▶ _Instructions for the task_: What share of patients with pericardial cysts have no symptoms, according to the text on pericardial cysts?

▶ _Document extract_:
★ ★ ★ ★ ★ ★ ★
A pericardial cyst is an uncommon benign dilatation of the pericardial sac surrounding the heart. It can lead to symptoms by compressing nearby structures, but is usually asymptomatic. Pericardial cysts can be congenital or acquired, and they are typically diagnosed with radiologic imaging. Management of pericardial cysts can include follow-up imaging, percutaneous aspiration, or surgical resection.

==Presentation==
Pericardial cysts most often are asymptomatic, with 50 to 75% of patients experiencing no symptoms. The presentation of symptomatic cysts depends on the cyst location and effects on nearby structures, including the heart, lungs, and esophagus. Symptoms can include chest pain, cough, shortness of breath, palpitations, syncope, recurrent pneumonia, congestive heart failure, difficulty swallowing, and weight loss.

== Causes ==
Pericardial cysts can be congenital or acquired, with the majority being congenital. Congenital pericardial cysts happen due to an abnormality in the development of the pericardial sac that creates a bulge which is walled off to form a cyst. Acquired pericardial cysts can be caused by inflammation from surgery, pericarditis, trauma, echinococcosis, tuberculosis, metastasis, or hemodialysis. The inflammation can lead to a walled-off pocket of fluid that is a pericardial cyst.

== Diagnosis ==
Since pericardial cysts are often asymptomatic, the most common diagnosis is through incidental finding on a chest x-ray. Differentiation of pericardial cysts from diverticula is usually impossible as both the lesions have similar radiological appearance. The lone differentiating feature is the presence of communicating tract between pericardium and the cyst cavity in the diverticula, unlike the fully walled off pericardial cyst. When patients have symptoms, transthoracic echocardiogram is one of the first tests used to look for a pericardial cyst. CT or MRI may also be used to diagnose pericardial cysts. On CT and MRI a pericardial cyst will commonly appear as a round, fluid-filled structure surrounded by thin walls. Diagnosis of a pericardial cyst can also be made before birth using ultrasound.

The differential diagnosis for a suspected pericardial cyst includes a bronchial cyst, pericardial effusion, teratoma, lymphangioma, pericardial fat, congenital diaphragmatic hernia, neuroenteric cyst, and congenital cyst from the primitive foregut.
★ ★ ★ ★ ★ ★ ★
▶ _Raw data_:
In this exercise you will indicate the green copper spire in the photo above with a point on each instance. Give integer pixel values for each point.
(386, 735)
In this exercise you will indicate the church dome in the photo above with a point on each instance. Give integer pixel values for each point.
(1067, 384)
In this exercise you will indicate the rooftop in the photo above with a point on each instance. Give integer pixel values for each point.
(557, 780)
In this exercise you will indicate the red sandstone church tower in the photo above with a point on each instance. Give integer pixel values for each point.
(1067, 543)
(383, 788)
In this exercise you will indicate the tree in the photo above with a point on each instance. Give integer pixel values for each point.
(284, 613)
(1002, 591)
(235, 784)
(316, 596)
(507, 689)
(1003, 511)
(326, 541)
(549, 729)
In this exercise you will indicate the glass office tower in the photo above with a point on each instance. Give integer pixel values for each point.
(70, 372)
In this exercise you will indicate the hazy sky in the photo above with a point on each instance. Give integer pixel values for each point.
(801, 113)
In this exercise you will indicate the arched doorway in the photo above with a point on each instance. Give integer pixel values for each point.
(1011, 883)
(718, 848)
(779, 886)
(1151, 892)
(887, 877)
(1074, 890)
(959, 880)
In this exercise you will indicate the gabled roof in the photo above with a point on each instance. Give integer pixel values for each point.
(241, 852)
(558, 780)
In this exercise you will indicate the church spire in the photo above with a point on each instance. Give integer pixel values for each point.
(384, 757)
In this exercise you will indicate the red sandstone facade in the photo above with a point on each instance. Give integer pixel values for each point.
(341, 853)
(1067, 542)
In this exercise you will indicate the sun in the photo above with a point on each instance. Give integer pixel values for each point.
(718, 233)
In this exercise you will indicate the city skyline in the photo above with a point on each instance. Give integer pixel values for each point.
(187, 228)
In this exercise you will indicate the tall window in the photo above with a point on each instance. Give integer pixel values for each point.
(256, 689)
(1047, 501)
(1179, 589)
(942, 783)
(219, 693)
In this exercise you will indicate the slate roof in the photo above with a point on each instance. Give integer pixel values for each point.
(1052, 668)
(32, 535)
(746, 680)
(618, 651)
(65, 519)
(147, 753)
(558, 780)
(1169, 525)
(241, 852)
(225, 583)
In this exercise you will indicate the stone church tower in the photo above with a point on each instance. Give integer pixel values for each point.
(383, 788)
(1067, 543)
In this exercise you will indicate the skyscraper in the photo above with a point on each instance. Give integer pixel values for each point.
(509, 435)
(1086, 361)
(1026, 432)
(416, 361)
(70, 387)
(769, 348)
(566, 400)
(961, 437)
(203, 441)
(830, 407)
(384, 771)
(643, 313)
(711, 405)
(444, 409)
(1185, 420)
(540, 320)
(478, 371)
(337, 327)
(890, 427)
★ ★ ★ ★ ★ ★ ★
▶ _Solution for this problem_: 50 to 75% of patients